YOUR OBJECTIVE: Pull out every line in the entries below that contains the word "combine", and copy each one in full.

Image annotation data

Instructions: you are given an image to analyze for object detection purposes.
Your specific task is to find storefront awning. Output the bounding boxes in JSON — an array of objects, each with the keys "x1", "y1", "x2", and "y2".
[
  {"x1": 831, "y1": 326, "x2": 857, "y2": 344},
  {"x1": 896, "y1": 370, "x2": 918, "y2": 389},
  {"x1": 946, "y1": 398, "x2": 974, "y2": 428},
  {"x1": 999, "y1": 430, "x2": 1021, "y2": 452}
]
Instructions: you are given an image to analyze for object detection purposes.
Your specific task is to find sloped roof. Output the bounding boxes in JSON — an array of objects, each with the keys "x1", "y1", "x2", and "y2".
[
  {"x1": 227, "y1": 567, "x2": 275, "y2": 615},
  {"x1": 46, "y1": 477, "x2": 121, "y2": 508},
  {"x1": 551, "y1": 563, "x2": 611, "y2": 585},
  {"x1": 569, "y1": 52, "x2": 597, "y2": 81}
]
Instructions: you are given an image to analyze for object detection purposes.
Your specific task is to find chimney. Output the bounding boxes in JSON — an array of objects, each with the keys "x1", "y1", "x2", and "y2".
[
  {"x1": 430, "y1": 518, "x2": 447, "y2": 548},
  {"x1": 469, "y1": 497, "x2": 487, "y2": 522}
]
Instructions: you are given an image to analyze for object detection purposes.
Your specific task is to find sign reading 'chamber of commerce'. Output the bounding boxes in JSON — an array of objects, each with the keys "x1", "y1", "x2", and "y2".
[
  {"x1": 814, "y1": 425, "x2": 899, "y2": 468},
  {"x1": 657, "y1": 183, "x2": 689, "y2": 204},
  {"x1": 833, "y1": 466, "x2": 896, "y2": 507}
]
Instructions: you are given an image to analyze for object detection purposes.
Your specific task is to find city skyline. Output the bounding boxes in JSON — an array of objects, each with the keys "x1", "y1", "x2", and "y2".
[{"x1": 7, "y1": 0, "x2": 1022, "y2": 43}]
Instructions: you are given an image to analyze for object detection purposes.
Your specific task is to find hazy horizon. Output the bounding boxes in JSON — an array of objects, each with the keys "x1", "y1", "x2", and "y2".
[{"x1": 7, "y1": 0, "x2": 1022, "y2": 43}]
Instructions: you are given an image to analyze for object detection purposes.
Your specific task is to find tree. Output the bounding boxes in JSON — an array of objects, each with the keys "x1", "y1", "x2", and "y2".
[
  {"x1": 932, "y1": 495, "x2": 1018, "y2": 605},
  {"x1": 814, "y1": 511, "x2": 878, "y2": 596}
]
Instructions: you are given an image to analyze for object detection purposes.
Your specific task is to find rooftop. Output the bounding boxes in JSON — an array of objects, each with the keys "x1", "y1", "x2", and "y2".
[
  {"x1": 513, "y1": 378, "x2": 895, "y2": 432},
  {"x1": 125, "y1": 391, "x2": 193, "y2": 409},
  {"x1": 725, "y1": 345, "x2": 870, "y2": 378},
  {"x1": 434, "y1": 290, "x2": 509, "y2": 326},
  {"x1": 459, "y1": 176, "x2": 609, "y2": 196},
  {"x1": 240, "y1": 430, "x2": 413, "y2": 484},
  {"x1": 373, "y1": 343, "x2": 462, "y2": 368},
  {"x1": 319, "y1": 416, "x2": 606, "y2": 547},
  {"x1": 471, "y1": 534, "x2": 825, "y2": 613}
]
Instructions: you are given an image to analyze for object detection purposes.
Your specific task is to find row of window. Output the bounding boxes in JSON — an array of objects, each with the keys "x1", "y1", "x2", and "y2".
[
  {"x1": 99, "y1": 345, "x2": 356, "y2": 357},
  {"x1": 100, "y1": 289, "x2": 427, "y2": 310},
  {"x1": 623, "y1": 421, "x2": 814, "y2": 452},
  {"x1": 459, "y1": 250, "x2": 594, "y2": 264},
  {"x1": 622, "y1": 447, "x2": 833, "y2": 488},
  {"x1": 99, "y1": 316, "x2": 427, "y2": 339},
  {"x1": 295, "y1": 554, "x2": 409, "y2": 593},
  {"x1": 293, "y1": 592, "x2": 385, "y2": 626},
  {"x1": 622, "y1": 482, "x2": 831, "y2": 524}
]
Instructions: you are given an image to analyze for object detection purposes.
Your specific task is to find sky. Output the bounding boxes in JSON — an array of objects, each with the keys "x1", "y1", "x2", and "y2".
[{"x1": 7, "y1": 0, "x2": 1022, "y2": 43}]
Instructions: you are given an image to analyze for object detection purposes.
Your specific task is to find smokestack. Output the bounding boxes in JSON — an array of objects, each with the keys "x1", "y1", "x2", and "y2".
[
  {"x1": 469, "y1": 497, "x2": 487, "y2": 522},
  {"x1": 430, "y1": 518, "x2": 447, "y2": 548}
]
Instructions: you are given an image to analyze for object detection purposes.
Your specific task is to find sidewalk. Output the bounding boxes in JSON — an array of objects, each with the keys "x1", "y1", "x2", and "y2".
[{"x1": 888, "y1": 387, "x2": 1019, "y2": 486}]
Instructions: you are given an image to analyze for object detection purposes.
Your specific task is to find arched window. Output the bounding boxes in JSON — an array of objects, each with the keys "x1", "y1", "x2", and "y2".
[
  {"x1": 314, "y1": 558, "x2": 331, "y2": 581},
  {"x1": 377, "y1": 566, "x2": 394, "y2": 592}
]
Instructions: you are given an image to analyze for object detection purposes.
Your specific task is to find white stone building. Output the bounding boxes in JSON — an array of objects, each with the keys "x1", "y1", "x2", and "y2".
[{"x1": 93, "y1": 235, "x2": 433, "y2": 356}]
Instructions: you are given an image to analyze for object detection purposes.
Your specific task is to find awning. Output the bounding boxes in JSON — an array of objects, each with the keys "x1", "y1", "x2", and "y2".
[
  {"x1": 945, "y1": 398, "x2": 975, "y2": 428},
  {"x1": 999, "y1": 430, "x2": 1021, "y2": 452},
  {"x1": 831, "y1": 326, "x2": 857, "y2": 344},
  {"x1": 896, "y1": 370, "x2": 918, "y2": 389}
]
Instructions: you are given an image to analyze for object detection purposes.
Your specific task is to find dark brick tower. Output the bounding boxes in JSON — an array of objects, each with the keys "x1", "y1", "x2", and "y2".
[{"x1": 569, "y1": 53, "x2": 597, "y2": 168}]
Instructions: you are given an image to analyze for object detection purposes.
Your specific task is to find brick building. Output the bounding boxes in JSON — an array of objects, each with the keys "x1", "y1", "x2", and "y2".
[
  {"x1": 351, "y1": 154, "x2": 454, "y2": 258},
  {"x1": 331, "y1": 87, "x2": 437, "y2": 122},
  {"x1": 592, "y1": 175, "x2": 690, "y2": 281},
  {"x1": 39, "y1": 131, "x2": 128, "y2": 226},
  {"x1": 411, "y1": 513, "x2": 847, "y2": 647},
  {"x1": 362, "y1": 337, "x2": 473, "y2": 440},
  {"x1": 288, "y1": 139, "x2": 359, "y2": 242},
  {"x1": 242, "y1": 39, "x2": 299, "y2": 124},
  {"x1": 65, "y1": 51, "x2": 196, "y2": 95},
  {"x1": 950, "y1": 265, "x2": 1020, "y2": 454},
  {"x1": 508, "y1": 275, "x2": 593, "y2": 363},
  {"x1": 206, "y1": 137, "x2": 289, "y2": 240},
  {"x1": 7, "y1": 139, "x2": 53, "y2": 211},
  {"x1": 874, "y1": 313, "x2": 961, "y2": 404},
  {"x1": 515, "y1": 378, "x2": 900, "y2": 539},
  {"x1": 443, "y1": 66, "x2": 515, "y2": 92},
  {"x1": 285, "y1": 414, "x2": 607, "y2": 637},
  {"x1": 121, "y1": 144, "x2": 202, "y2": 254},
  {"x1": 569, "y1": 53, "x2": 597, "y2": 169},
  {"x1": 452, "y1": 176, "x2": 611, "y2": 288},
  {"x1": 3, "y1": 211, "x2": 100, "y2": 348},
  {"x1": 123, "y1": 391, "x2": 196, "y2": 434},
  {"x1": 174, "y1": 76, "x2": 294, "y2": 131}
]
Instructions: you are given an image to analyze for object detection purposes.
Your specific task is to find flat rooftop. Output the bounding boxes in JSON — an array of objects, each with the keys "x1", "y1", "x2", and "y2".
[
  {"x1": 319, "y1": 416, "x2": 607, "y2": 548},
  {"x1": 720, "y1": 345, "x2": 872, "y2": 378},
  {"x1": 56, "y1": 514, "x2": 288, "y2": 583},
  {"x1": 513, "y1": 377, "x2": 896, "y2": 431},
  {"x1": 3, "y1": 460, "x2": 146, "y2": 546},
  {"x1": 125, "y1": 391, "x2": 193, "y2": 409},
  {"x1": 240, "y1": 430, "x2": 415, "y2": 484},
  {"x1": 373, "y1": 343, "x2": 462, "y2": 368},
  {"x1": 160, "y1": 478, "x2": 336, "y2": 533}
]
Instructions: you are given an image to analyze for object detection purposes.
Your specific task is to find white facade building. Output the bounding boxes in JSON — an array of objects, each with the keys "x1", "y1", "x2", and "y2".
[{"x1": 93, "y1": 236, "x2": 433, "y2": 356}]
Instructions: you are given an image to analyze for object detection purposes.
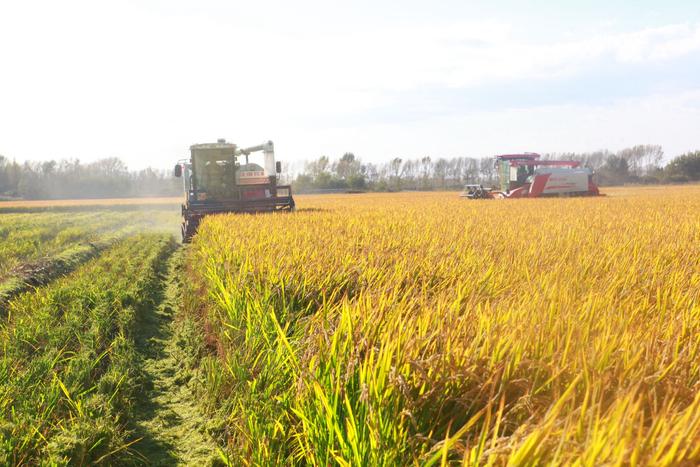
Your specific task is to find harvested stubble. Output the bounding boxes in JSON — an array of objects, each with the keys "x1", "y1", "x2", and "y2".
[{"x1": 188, "y1": 187, "x2": 700, "y2": 465}]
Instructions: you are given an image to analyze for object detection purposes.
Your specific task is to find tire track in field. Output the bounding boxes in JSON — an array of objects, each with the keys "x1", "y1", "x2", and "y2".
[{"x1": 134, "y1": 248, "x2": 217, "y2": 466}]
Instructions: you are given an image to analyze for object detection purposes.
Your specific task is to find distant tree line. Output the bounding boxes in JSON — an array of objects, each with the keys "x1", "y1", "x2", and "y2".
[
  {"x1": 0, "y1": 145, "x2": 700, "y2": 199},
  {"x1": 0, "y1": 155, "x2": 182, "y2": 199},
  {"x1": 292, "y1": 145, "x2": 700, "y2": 192}
]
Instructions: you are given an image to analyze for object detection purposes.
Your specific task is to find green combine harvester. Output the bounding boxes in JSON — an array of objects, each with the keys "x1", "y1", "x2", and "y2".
[{"x1": 175, "y1": 139, "x2": 294, "y2": 243}]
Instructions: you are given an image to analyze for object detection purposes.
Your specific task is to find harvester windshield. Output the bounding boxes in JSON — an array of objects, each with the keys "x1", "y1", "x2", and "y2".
[{"x1": 191, "y1": 143, "x2": 238, "y2": 198}]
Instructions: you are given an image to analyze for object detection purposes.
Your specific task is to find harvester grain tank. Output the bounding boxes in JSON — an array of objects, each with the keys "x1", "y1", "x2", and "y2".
[
  {"x1": 462, "y1": 153, "x2": 600, "y2": 199},
  {"x1": 175, "y1": 139, "x2": 294, "y2": 242}
]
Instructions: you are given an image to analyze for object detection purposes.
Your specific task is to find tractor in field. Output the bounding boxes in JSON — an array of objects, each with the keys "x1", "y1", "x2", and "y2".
[
  {"x1": 175, "y1": 139, "x2": 294, "y2": 243},
  {"x1": 461, "y1": 153, "x2": 600, "y2": 199}
]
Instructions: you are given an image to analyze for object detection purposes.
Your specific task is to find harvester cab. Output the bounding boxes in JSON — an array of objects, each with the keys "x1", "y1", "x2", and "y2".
[
  {"x1": 175, "y1": 139, "x2": 294, "y2": 243},
  {"x1": 462, "y1": 153, "x2": 600, "y2": 199}
]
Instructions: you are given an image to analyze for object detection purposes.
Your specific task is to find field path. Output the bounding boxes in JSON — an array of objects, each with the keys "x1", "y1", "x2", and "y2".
[{"x1": 135, "y1": 249, "x2": 216, "y2": 466}]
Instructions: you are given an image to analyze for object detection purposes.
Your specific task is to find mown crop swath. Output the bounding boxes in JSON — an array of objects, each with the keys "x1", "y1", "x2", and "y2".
[
  {"x1": 188, "y1": 187, "x2": 700, "y2": 465},
  {"x1": 0, "y1": 205, "x2": 175, "y2": 281},
  {"x1": 0, "y1": 234, "x2": 174, "y2": 465}
]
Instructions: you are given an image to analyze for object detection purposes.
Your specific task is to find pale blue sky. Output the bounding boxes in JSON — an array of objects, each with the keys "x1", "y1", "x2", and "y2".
[{"x1": 0, "y1": 0, "x2": 700, "y2": 168}]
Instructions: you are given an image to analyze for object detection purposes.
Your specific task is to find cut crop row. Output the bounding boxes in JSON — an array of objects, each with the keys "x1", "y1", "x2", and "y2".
[{"x1": 0, "y1": 234, "x2": 174, "y2": 465}]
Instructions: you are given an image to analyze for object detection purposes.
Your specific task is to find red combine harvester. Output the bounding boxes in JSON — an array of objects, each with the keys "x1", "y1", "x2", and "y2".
[{"x1": 461, "y1": 153, "x2": 600, "y2": 199}]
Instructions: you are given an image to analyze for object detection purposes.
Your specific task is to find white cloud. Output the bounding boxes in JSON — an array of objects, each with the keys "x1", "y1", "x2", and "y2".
[{"x1": 0, "y1": 1, "x2": 700, "y2": 166}]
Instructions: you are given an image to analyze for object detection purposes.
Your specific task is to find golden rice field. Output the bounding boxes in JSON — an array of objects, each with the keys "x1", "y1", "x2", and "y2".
[{"x1": 185, "y1": 186, "x2": 700, "y2": 466}]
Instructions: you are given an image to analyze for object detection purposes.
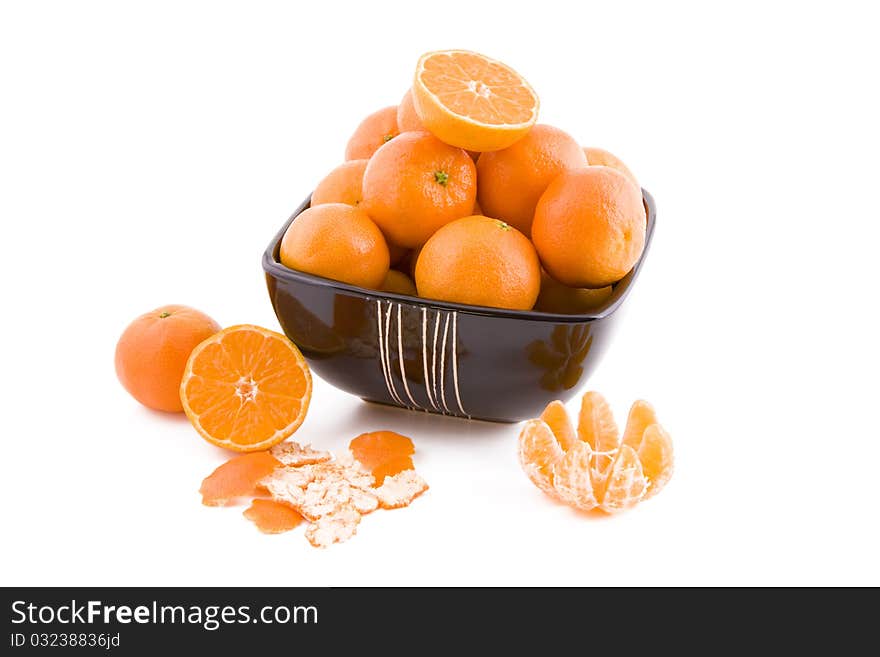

SOLUTION BELOW:
Your specific task is to find green combine harvester. Output the bounding boxes in JSON — an array of objects, each with the keys "x1", "y1", "x2", and "y2".
Your specific task is to find red combine harvester. Output the bounding boxes in JSON — an array of objects, each with the keys "x1", "y1", "x2", and "y2".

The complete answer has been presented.